● **Task**:
Write out the entries again exactly as they are given.

● **Data rows**:
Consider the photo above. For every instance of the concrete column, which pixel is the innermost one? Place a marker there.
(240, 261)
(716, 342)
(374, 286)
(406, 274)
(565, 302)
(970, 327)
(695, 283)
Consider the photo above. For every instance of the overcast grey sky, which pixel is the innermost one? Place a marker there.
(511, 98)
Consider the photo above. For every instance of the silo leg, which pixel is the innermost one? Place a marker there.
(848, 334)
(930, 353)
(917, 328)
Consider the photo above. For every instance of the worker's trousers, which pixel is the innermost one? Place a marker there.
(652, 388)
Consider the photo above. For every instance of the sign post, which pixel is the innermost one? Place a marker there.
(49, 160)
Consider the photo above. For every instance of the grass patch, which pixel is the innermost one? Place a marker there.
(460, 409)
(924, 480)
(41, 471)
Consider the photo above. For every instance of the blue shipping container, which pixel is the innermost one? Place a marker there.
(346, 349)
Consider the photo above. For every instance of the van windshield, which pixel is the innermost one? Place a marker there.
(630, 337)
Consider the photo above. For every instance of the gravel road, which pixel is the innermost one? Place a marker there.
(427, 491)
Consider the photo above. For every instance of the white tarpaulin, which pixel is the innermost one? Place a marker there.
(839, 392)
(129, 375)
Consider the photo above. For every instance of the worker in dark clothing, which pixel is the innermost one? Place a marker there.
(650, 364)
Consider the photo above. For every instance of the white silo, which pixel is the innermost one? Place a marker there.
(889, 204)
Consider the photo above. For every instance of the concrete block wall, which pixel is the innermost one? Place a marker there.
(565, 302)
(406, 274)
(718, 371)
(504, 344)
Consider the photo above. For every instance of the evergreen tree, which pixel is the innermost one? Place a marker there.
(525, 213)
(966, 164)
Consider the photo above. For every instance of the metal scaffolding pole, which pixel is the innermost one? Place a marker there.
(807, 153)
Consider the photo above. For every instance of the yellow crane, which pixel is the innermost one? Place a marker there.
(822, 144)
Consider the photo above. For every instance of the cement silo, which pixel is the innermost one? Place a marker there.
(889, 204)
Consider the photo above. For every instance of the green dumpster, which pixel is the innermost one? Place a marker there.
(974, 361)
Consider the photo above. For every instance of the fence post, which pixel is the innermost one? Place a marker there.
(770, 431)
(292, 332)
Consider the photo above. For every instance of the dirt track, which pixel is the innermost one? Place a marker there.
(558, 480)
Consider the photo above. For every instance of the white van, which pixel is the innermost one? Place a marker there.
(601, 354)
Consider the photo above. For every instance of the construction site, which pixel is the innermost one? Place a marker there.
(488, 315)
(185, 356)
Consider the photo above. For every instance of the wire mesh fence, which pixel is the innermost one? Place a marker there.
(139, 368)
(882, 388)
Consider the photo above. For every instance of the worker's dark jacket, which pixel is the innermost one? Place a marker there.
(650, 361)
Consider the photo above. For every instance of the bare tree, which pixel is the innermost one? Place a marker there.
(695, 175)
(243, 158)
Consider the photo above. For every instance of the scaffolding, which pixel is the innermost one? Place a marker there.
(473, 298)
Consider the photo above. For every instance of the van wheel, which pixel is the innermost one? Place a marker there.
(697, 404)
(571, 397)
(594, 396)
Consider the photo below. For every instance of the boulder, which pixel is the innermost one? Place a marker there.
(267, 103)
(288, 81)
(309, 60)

● **Response below**:
Consider the photo above. For every instance of the concrete column, which pixel is the innermost one? Place a marker there.
(240, 261)
(716, 342)
(374, 286)
(406, 274)
(565, 302)
(970, 327)
(695, 283)
Consider the photo above. For every instance of the overcast grey sky, which pixel is the innermost one? Place a marker there.
(511, 98)
Consider the photo above. For every instance of the silo leg, which pixel is the innermost one? Place a marker there.
(848, 334)
(930, 353)
(917, 328)
Consider the photo above. For every instance of the worker's trousers, which pixel is the innermost one? Place a marker there.
(652, 388)
Consider the photo above. For every instance of the sign post, which pixel is the innermost one? Place a marker there.
(49, 160)
Consider the photo above. For every instance of the grass patch, which pixel is the innermost one? Place a marker there.
(460, 409)
(924, 480)
(41, 471)
Consider the photo above. For every instance of the blue shipping container, which pixel is the innermost one? Place a marker there.
(346, 349)
Consider the photo above. For every instance of the van windshield, which pixel is the innermost one? Place a marker there.
(630, 337)
Consider the photo above. For every instance of the gravel road, which pixel is the innermost one? Place a marker there.
(427, 491)
Consider the photo above. For every instance of the white tarpaulin, which pixel is the innermost one? Place a marker there.
(839, 392)
(129, 375)
Consider the photo above. For every instance of the worker in dark clothing, which pixel is the innermost one? Place a marker there.
(650, 364)
Consider the photo above. For every instance of the white silo, which pixel is the innermost one? Place a marker there.
(889, 204)
Consider the photo above. For every instance of the concrete block wall, which pixel is the innermost one? Place a marker there.
(565, 302)
(406, 274)
(718, 371)
(504, 344)
Consider the photo above. For every instance of the evergreen tree, which pixel is the innermost one? Place a marker there.
(525, 213)
(966, 164)
Consider the photo above. For every instance of the metal scaffolding pole, which pixel is the innermost one? Place a marker there.
(807, 153)
Consider the photo above. For every instance of the yellow crane, which pixel is the innermost one? Place a marker there.
(822, 144)
Consider the photo above. For every instance of the cement silo, which pixel is the innermost one? Place a marker there.
(889, 204)
Consider the photo above. For every instance of the green dumpster, which pixel is the innermost one? Place a marker there.
(974, 361)
Consider the photo above. For every instance of the fence post, which pixel is the innermost one? Place a marker there.
(770, 431)
(292, 332)
Consider the photo above. For every instance of the dirt track, which pixel is the innermost one? Place a marker there.
(558, 480)
Consider the photo above. For every instance of the white van, which pixel is the innermost one? Place a marker there.
(601, 354)
Consider the photo above. For every instance of the construction site, which pixel is the innermost one? Place a marker there.
(488, 315)
(185, 356)
Consider the photo above. For every instance of the wire mesh fence, which pixel is the innermost one? Place a marker there.
(139, 368)
(882, 388)
Consider the photo above. For every instance of the worker's dark jacket, which pixel is the innermost one? Place a marker there.
(650, 361)
Consider the photo above. For every instance of the bare tree, which pixel is the innermost one? Place a marker there.
(695, 175)
(243, 158)
Consider the photo above. For every instance of the scaffolding, which pixel is the innermost one? Place a marker there.
(473, 298)
Consider the photo above. For every instance of the van wheel, which pixel is the innermost one? Place a marker there.
(697, 404)
(571, 397)
(594, 396)
Consider the photo below. For every instance of the boulder, which pixel is the innermost one? Place a marker there.
(267, 103)
(288, 81)
(309, 60)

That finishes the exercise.